Output every line of the records below as a JSON list of strings, one string per line, leaving out blank lines.
begin Recorded data
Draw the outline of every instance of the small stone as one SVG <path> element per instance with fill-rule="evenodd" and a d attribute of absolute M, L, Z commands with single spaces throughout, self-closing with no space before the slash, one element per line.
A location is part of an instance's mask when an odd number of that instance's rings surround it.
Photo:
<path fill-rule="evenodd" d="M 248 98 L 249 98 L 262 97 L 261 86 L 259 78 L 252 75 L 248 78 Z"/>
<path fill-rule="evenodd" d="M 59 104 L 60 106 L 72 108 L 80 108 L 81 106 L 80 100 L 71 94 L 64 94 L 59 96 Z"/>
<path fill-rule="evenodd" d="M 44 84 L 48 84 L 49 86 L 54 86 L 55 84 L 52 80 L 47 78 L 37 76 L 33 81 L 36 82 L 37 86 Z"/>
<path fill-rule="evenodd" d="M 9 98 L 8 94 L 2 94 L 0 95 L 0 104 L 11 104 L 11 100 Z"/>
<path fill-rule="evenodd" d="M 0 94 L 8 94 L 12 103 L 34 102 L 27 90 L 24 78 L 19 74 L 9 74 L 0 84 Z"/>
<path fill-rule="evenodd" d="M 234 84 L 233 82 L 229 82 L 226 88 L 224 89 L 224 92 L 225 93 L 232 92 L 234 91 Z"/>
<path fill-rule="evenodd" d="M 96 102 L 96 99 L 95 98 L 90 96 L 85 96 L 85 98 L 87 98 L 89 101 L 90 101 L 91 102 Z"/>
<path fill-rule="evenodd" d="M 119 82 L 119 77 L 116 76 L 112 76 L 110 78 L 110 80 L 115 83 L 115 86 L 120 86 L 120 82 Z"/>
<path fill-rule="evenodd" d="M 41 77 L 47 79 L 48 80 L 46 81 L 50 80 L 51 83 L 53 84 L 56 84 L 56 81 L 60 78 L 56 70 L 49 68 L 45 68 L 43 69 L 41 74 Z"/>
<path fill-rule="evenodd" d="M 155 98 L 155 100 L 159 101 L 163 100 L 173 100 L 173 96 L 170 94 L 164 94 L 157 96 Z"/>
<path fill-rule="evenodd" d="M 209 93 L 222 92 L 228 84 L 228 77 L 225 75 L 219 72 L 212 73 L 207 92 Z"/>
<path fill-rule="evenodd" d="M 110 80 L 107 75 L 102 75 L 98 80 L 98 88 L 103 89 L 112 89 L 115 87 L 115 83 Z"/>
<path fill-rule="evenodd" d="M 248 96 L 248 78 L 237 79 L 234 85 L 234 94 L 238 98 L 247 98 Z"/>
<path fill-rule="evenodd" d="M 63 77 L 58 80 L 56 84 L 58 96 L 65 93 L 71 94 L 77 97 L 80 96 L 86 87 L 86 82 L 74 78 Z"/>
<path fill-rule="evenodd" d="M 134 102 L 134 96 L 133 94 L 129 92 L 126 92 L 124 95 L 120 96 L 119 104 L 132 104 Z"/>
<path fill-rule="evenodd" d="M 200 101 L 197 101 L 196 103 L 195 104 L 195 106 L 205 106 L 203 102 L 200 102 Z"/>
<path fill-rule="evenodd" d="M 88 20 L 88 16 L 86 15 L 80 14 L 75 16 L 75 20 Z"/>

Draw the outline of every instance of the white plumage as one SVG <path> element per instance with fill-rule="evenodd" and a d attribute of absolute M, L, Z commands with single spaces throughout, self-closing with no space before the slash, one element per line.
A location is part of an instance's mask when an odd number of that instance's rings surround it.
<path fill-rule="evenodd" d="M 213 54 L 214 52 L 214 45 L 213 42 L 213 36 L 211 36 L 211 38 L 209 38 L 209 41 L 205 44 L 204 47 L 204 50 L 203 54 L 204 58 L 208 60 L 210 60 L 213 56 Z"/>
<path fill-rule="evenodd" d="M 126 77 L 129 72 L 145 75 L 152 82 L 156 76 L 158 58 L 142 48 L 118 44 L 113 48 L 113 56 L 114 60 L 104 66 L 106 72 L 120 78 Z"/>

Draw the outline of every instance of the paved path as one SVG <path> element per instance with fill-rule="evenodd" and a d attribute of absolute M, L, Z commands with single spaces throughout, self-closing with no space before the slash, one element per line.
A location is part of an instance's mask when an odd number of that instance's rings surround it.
end Recorded data
» **Written response**
[
  "Draw the outline of every instance of the small stone as one SVG <path> element per instance with fill-rule=\"evenodd\" and a d attribute of absolute M, L, Z commands with single spaces throughout, self-closing with no space before the slash, one element per line.",
  "A location is part of an instance's mask when an odd number of that instance's rings surround it.",
  "Photo:",
  "<path fill-rule=\"evenodd\" d=\"M 248 98 L 249 98 L 262 97 L 261 86 L 259 78 L 252 75 L 248 78 Z\"/>",
  "<path fill-rule=\"evenodd\" d=\"M 59 104 L 60 106 L 72 108 L 80 108 L 81 106 L 80 100 L 71 94 L 64 94 L 59 96 Z\"/>",
  "<path fill-rule=\"evenodd\" d=\"M 44 84 L 48 84 L 49 86 L 54 86 L 55 84 L 52 80 L 47 78 L 37 76 L 33 81 L 36 82 L 37 86 Z\"/>",
  "<path fill-rule=\"evenodd\" d=\"M 9 98 L 8 94 L 2 94 L 0 95 L 0 104 L 11 104 L 11 100 Z\"/>",
  "<path fill-rule=\"evenodd\" d=\"M 0 94 L 8 94 L 12 103 L 34 102 L 27 90 L 24 78 L 19 74 L 9 74 L 0 84 Z\"/>",
  "<path fill-rule=\"evenodd\" d=\"M 234 84 L 233 82 L 229 82 L 226 88 L 224 89 L 224 92 L 225 93 L 232 92 L 234 91 Z\"/>",
  "<path fill-rule=\"evenodd\" d=\"M 96 102 L 96 99 L 95 98 L 90 96 L 85 96 L 85 98 L 87 98 L 89 101 L 90 101 L 91 102 Z\"/>",
  "<path fill-rule=\"evenodd\" d=\"M 119 82 L 119 77 L 116 76 L 112 76 L 110 78 L 110 80 L 115 83 L 115 86 L 120 86 L 120 82 Z\"/>",
  "<path fill-rule=\"evenodd\" d=\"M 41 77 L 47 79 L 48 80 L 46 81 L 50 80 L 51 83 L 53 84 L 56 84 L 56 81 L 60 78 L 56 70 L 49 68 L 45 68 L 43 69 L 41 74 Z\"/>",
  "<path fill-rule=\"evenodd\" d=\"M 155 98 L 155 100 L 159 101 L 163 100 L 173 100 L 173 96 L 170 94 L 164 94 L 157 96 Z\"/>",
  "<path fill-rule=\"evenodd\" d=\"M 209 93 L 222 92 L 228 84 L 228 77 L 225 75 L 219 72 L 212 73 L 207 92 Z\"/>",
  "<path fill-rule=\"evenodd\" d=\"M 110 80 L 107 75 L 102 75 L 98 80 L 98 88 L 103 89 L 112 89 L 115 87 L 115 83 Z\"/>",
  "<path fill-rule=\"evenodd\" d=\"M 248 96 L 248 78 L 237 79 L 234 85 L 234 94 L 238 98 L 247 98 Z\"/>",
  "<path fill-rule=\"evenodd\" d=\"M 63 77 L 58 80 L 56 84 L 58 96 L 65 93 L 71 94 L 77 97 L 80 96 L 86 87 L 86 82 L 74 78 Z\"/>",
  "<path fill-rule=\"evenodd\" d=\"M 134 102 L 134 96 L 133 94 L 129 92 L 126 92 L 124 95 L 120 96 L 119 104 L 132 104 Z\"/>",
  "<path fill-rule=\"evenodd\" d=\"M 200 101 L 197 101 L 196 103 L 195 104 L 195 106 L 205 106 L 203 102 L 200 102 Z\"/>",
  "<path fill-rule=\"evenodd\" d=\"M 88 20 L 88 16 L 86 15 L 80 14 L 75 16 L 75 20 Z\"/>",
  "Draw the outline of every instance of the white plumage as one SVG <path> element per instance with fill-rule=\"evenodd\" and a d attribute of absolute M, L, Z commands with single spaces throughout, self-closing with no space before the slash, one element per line.",
  "A location is part of an instance's mask when an odd number of that instance's rings surround it.",
  "<path fill-rule=\"evenodd\" d=\"M 213 54 L 214 52 L 214 45 L 213 42 L 213 36 L 211 36 L 211 38 L 209 38 L 209 41 L 205 44 L 204 47 L 204 50 L 203 54 L 204 58 L 208 60 L 210 60 L 213 56 Z\"/>",
  "<path fill-rule=\"evenodd\" d=\"M 126 77 L 129 72 L 145 75 L 152 82 L 156 76 L 158 58 L 142 48 L 118 44 L 113 48 L 113 56 L 114 60 L 104 66 L 106 72 L 120 78 Z\"/>",
  "Draw the outline of every instance of the paved path as one SVG <path> element per instance with fill-rule=\"evenodd\" and a d attribute of absolute M, L, Z commands with single spaces throughout, self-closing with no space before the slash, one element per line.",
  "A location is part of an instance's mask when an odd number of that instance's rings surround it."
]